| Brief |
What you give back must match the data below character for character.
[Records provided]
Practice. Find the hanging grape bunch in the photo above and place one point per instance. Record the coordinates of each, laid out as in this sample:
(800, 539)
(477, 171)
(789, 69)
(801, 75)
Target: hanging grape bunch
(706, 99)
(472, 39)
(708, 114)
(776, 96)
[/Records provided]
| Answer to this problem |
Practice. Find the hanging grape bunch in the photo above and place one point per instance. Record the coordinates of each, laid out as in this sample:
(800, 539)
(477, 171)
(789, 69)
(801, 75)
Target: hanging grape bunch
(706, 99)
(472, 39)
(708, 114)
(776, 96)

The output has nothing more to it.